→ **TASK DESCRIPTION**
Write out all entries word for word.

Dataset entries
*-*-*

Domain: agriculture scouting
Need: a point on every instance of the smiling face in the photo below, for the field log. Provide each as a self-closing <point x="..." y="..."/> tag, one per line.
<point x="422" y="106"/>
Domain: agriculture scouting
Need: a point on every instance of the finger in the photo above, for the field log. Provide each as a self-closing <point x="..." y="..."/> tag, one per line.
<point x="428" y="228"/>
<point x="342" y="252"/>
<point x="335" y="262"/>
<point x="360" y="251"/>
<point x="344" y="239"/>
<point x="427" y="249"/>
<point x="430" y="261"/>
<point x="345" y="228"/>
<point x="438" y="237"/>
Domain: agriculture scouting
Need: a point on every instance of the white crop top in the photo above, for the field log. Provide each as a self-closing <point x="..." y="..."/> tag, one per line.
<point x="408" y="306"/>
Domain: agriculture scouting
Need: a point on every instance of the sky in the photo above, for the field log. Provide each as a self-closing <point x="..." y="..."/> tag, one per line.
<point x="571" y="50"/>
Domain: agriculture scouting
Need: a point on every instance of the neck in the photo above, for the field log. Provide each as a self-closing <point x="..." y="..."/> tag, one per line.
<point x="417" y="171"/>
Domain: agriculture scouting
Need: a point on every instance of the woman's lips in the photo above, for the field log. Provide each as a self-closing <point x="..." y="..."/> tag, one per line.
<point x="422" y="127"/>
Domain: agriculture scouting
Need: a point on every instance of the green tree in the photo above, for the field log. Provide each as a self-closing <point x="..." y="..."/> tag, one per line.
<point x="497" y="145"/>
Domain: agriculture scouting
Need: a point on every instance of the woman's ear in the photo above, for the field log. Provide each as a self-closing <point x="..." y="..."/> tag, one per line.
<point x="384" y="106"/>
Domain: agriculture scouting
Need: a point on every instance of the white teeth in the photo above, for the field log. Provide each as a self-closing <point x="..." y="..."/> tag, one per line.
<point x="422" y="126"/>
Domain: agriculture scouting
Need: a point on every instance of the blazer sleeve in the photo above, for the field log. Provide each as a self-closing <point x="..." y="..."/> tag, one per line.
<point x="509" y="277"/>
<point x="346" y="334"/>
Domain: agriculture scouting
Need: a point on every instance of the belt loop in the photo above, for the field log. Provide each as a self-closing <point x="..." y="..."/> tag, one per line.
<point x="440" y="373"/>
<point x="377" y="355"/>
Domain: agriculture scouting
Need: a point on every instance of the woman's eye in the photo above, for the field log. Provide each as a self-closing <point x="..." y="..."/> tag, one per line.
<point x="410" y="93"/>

*-*-*

→ **RESULT FOR THIS TASK**
Domain: agriculture scouting
Need: a point on every instance of the smiling face in the photo below, for the field log. Provide each as a self-closing <point x="..." y="..."/> tag, one per line.
<point x="422" y="106"/>
Domain: agriculture scouting
Need: a point on every instance of the finger in the photo above, for the field log. Provide each as a self-closing <point x="..." y="..."/> tag, one per line.
<point x="428" y="228"/>
<point x="342" y="252"/>
<point x="335" y="262"/>
<point x="360" y="251"/>
<point x="344" y="239"/>
<point x="427" y="249"/>
<point x="430" y="261"/>
<point x="345" y="228"/>
<point x="438" y="237"/>
Domain: agriculture scouting
Need: a point on every instance of the white crop top in the photo above, for the field log. Provide each as a self-closing <point x="..." y="..."/> tag, one per line.
<point x="408" y="306"/>
Domain: agriculture scouting
Need: a point on every instance of the sky in the photo above, for the field log. Provide each as a self-closing <point x="..." y="..."/> tag, one per line.
<point x="571" y="50"/>
Domain: agriculture scouting
Need: a point on every instance of the neck in the photo above, for the field log. Provide each as a self-closing <point x="..." y="..."/> tag, one per line.
<point x="417" y="171"/>
Domain: agriculture scouting
Need: a point on every instance of the woman's lips in the photo above, for the field log. Provide each as a self-closing <point x="..." y="..."/> tag, one per line.
<point x="422" y="127"/>
Domain: agriculture scouting
Need: a point on every instance of the green tree in the photo above, for the field log. Provide each as a self-closing <point x="..." y="..."/> tag, one per line.
<point x="497" y="145"/>
Domain: agriculture scouting
Need: a point on every instance of the woman's ear in the photo above, for the field log. Provide each as a self-closing <point x="..." y="..."/> tag, one per line.
<point x="384" y="106"/>
Domain: agriculture scouting
Need: a point on every instance of the white teeth in the photo above, for the field log. Provide each as a self-closing <point x="..." y="..."/> tag, one per line.
<point x="422" y="126"/>
Domain: agriculture scouting
Need: a point on every instance of the blazer sleeve in the photo above, for the field log. Provide each as a self-closing <point x="..." y="..."/> tag, one per line.
<point x="509" y="277"/>
<point x="346" y="334"/>
Domain: agriculture scouting
Need: a point on every instance of the belt loop in the photo above, for the field log. Provide each as a self-closing <point x="..." y="..."/> tag, one per line.
<point x="440" y="373"/>
<point x="377" y="355"/>
Domain: agriculture scouting
Need: a point on every instance of the woman's eye in the photo above, for the field log. Provide each as a self-closing <point x="..." y="..."/> tag, one per line.
<point x="410" y="93"/>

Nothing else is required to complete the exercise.